Ultramarine is also known as French ultramarine, and permanent blue. Currently, all of the commercially used ultramarine is made artificially by a furnace process. Synthetic ultramarine is identical in elemental composition and structure to the naturally produced ultramarine (see lapis lazuli or ultramarine, natural). There are two distinct kinds of ultramarine produced, soda ultramarine and sulfate ultramarine. The soda ultramarine is produced by heating, in a closed fire clay crucible in a muffle furnace, a finely ground mixture of china clay, soda ash, coal, silica, and sulfur. The heat is maintained in the muffle furnace for 12 to 18 hours, the product is cooled, ground, and lixiviated (to extract soluble constituent from [a solid mixture] by washing or using percolation) to remove the salts, dried, and ground again. The sulfate ultramarine is produced using sodium sulfate in place of the soda ash; this changes the color and adds a greenish tinge. Variations of the above processes can lead to blue, red, and violet ultramarines in various shades and hues. The date when synthetic ultramarine started to be used instead of natural ultramarine is unknown, but it is thought to be around 1830, or soon after. In color, quality, and appearance, synthetic ultramarine is far superior to Prussian blue and indigo.
Polarized Light Microscopy
Ultramarine is more uniform in size and color than the Lapis Lazuli. This isotropic pigment with a refractive index of 1.500 occurs often as cubes and dodecahedrons with uneven fracture. Particles are likely to have irregular outlines and uneven surfaces, especially in artificial ultramarine; natural ultramarine is usually more even in outline with smoother surfaces and tends to be fairly tabular; a comparison between synthetic ultramarine and natural ultramarine can be found in images P-106-108. The small individual particles can be quite opaque to transmitted illumination. When transparent particles are medium to deep blue in transmitted light, in reflected light (P-101), they are fairly uniformly deep blue with a slight purplish tinge. Agglomerates (the product of smaller particles forming a new larger particle) are rare, occurring only with the smallest particles of artificial ultramarine. Synthetic ultramarine is stable under all conditions except in the presence of acids; even when subjected to dilute acetic acid, the pigment starts to decompose, lose its color, and evolve to hydrogen sulfide. Synthetic ultramarine is unaffected by the presence of alkalis. The hardness is 5-5.55, and the density is 2.38-2.45.

__WRITTEN TASK A__
Can you rewrite the entries that begin at the line containing "TARGET = highway sign shield" and run to the end of the entries, replacing "disc" with "circle" and changing nothing else? Leave the pictures out.
The ultramarine passage and the entries are separate, unrelated material.

__TASK INPUTS__
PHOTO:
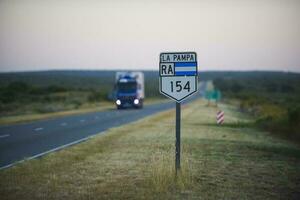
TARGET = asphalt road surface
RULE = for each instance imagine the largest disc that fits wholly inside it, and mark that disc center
(35, 139)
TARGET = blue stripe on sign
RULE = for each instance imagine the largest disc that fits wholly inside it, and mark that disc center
(187, 73)
(186, 64)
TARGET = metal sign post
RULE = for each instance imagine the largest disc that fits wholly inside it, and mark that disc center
(177, 143)
(178, 80)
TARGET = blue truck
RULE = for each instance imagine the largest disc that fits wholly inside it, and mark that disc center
(129, 89)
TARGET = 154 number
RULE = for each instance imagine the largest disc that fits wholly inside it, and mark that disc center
(179, 86)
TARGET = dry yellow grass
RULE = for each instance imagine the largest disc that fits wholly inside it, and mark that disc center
(136, 161)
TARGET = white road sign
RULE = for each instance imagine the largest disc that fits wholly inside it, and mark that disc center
(178, 75)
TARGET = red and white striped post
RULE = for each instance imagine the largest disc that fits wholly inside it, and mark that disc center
(220, 117)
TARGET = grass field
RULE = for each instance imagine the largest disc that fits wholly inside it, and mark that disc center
(136, 161)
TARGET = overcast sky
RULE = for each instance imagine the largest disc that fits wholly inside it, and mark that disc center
(130, 34)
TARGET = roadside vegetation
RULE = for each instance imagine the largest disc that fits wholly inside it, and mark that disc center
(272, 98)
(27, 96)
(136, 161)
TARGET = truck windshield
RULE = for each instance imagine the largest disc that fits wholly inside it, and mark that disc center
(127, 87)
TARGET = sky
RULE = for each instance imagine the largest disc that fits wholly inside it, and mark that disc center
(130, 34)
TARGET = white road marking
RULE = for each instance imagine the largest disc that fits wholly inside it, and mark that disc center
(3, 136)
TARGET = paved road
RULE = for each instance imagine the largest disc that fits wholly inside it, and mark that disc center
(35, 139)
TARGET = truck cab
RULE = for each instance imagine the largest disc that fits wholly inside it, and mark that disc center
(129, 90)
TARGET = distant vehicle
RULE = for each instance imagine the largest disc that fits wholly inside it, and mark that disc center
(129, 89)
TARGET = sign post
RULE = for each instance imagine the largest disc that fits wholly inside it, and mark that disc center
(178, 80)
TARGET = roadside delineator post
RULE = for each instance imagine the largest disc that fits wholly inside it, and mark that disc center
(220, 117)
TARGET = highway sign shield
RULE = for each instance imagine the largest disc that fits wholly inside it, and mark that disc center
(178, 75)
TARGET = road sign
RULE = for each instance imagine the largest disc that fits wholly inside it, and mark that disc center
(178, 75)
(220, 117)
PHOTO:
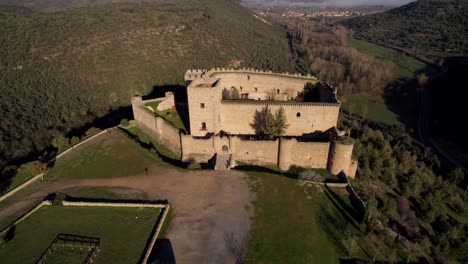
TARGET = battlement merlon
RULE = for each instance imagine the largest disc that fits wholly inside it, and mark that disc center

__WRITTEN TASK B__
Could you extend the ultramarine passage, continuing from its last sentence?

__EXPECTED OUTPUT A__
TARGET = highway sign shield
RULE = for each instance imagine the largest circle that fits wholly inside it, and mark that circle center
(178, 75)
TARGET = road sign
RULE = for each instance imagine the largest circle that fits wholly inside it, and mark that circle center
(178, 75)
(220, 117)
PHOTO:
TARGET = battlement merlon
RULE = for each instance imagine the largest circle that fits wholly inside it, and mark that circle center

__EXPECTED OUTPUT B__
When illuminated with narrow-band 365 nm ultraviolet light, ultramarine blue pigment fluoresces with moderate intensity, showing colors of sky blue and bluish green (photo P-108).
Click on any image to view enlargements.
- Determining the presence of sodium using chloroplatinic acid or uranyl acetate
- The original crystals catalyze the decomposition of NaN3 giving N2S bubbles and decolorizing the blue particles
- HCl decolorizes ultramarine yielding H2S
- Concentrated HNO3 causes slow yellowing
- Insoluble in water
- Insoluble in 1M HCl
McCrone, W. C. The Microscopical Identification of Artists’ Pigments. The Particle Atlas; Vol. V.
Ultramarine. McCrone Atlas of Microscope Particles.
Gettens, R. J., Forbes, E. W., Stout, G. L. Painting Materials – A Short Encyclopedia. Van Nostrand: 136, 167. New York, 1947.
McCrone, W. C. Authentication of Paintings. Through the Microscope.
Walter, Dirk. Primary Particles – Agglomerates – Aggregates. Nanomaterials. 9-10.
The following images of ultramarine pigments were gathered in secondary electron imaging mode using an accelerating voltage of 15kV and a spot size of 50. Small, nearly equant crystals approximately 0.5-1.0 µm across show little tendency to form cohesive aggregates (an assembly of particles were the total specific surface area is less than that of the individual particles), but are present, rather, as loose clusters.
INSTRUMENTATION USED FOR SEM IMAGES
Energy Dispersive X-Ray Spectrometry (EDS)
Energy-dispersive x-ray spectrometry was used to determine the elemental composition and distribution of ultramarine blue pigment. Analyses on exterior and interior surfaces of the pigment were performed using an accelerating voltage of 15 kV and a pressure of 30 Pa. The summary table of the elemental weight percentages can be found below.
Trace elements may vary depending on impurities in source material.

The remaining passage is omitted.